• GOAL:
List every line of the data below that contains the word "white".

(Boundary labeling data)
>> Start

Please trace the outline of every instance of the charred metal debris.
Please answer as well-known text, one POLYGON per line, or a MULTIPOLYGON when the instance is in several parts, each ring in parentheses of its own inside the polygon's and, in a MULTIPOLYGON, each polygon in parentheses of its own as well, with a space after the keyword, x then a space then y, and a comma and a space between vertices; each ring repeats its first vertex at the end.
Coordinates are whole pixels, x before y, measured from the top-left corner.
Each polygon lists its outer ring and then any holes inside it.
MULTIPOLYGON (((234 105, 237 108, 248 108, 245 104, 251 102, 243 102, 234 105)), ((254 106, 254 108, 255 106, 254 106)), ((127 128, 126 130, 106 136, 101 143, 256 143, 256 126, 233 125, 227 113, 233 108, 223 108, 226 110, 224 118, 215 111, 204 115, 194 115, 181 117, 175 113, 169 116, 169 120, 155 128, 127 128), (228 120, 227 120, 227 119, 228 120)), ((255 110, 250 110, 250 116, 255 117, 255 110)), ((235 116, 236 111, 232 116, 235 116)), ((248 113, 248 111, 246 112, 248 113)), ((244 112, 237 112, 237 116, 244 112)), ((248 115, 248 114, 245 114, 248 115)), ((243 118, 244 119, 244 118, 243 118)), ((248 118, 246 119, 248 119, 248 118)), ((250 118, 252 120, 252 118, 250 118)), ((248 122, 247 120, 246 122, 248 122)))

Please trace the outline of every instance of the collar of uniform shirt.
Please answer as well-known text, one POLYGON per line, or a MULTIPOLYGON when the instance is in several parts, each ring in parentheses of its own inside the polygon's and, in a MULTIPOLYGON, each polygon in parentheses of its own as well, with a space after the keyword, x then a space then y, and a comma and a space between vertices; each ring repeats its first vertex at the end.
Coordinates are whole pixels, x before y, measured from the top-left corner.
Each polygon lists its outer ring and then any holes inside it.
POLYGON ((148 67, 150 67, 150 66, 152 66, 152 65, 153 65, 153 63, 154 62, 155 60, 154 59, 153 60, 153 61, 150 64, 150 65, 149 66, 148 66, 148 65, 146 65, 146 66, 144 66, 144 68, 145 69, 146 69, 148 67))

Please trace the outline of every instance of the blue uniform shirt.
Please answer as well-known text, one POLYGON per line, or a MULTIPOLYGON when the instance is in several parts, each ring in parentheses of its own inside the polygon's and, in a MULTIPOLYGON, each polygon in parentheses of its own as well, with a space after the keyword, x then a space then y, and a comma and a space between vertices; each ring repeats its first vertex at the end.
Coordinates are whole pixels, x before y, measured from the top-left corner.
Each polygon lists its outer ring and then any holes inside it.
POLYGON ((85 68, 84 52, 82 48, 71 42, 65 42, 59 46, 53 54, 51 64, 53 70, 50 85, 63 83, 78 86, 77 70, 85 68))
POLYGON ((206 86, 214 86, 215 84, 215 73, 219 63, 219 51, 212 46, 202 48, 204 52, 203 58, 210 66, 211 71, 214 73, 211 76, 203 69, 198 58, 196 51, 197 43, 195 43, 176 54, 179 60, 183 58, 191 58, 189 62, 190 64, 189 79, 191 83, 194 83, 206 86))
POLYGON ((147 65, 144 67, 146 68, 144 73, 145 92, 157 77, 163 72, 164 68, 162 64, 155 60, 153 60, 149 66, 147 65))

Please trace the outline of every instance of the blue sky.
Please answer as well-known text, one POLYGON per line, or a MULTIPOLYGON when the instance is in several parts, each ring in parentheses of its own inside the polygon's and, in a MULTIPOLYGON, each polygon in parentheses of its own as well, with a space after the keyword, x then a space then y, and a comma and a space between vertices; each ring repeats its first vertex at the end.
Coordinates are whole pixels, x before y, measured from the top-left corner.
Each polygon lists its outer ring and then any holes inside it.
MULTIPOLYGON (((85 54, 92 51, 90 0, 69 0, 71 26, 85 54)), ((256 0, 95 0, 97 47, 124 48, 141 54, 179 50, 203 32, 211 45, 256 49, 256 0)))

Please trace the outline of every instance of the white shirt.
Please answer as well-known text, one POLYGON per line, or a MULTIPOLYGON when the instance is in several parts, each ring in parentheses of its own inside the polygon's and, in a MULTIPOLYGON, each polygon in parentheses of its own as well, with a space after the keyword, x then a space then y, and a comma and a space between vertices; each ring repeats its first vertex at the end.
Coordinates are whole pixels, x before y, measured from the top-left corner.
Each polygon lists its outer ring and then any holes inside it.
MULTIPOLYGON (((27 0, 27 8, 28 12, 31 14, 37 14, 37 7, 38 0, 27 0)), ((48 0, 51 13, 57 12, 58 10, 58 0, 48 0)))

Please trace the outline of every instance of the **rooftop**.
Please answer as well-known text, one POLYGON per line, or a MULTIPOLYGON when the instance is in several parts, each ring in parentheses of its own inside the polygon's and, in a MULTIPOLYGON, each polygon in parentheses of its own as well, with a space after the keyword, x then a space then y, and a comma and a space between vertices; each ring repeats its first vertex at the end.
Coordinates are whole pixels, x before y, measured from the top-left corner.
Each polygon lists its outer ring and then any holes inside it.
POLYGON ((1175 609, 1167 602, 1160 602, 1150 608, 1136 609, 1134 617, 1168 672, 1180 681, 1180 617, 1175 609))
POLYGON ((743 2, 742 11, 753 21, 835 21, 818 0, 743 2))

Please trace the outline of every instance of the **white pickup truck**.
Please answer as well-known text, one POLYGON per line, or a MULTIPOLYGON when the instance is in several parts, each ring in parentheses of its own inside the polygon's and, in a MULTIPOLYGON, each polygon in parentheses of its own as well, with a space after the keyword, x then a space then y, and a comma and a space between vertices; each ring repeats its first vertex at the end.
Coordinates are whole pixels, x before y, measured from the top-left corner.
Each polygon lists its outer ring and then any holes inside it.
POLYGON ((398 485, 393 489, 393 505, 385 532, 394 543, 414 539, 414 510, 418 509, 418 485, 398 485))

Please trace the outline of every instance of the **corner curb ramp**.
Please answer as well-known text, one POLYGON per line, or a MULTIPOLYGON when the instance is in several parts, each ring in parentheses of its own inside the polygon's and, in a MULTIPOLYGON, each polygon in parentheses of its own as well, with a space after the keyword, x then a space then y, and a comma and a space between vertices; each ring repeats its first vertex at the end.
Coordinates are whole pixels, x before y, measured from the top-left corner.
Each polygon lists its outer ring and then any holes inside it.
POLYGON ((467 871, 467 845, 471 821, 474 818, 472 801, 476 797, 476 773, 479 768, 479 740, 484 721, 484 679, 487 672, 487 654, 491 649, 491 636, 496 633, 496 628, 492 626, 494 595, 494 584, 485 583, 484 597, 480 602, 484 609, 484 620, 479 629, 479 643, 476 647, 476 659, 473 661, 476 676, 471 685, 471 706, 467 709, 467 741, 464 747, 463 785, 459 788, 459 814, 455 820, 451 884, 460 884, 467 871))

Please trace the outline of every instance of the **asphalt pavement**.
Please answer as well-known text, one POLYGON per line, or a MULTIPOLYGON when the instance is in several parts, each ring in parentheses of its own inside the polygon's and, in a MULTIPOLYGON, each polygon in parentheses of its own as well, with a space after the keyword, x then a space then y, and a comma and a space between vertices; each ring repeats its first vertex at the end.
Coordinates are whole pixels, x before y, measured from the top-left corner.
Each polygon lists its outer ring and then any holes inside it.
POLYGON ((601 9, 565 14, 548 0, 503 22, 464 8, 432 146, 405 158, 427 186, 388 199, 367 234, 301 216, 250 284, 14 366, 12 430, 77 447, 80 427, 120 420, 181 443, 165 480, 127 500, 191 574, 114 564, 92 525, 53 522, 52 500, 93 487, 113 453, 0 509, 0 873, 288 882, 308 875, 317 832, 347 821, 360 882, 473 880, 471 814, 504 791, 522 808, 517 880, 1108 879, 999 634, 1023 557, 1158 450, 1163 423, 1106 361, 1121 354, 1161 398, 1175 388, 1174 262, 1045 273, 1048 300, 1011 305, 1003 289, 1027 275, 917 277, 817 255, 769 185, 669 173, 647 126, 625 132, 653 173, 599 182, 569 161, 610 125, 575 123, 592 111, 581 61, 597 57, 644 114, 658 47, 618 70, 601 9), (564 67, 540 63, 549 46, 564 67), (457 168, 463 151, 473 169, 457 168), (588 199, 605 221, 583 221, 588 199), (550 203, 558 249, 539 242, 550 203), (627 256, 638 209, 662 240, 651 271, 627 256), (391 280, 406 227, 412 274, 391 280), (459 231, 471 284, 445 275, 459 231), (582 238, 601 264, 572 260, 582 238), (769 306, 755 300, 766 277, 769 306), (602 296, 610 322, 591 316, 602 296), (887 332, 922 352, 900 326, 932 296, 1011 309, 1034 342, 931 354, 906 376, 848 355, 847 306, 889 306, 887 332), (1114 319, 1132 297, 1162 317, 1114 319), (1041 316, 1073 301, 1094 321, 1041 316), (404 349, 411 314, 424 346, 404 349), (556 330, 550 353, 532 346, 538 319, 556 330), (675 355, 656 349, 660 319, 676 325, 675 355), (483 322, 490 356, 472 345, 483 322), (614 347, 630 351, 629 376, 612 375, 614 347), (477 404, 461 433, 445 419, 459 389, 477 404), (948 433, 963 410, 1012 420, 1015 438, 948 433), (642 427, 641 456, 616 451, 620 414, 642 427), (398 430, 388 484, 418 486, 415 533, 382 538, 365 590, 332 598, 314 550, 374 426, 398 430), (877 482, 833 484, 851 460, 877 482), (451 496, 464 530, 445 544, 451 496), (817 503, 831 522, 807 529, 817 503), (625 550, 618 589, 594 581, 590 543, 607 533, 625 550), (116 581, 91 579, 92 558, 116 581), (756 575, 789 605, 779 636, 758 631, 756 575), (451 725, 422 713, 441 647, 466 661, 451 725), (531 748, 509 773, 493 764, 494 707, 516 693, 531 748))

>> End

• WRITTEN SOLUTION:
Please trace the outline of every instance of the white shirt.
Please trace the outline of every instance of the **white pickup truck**.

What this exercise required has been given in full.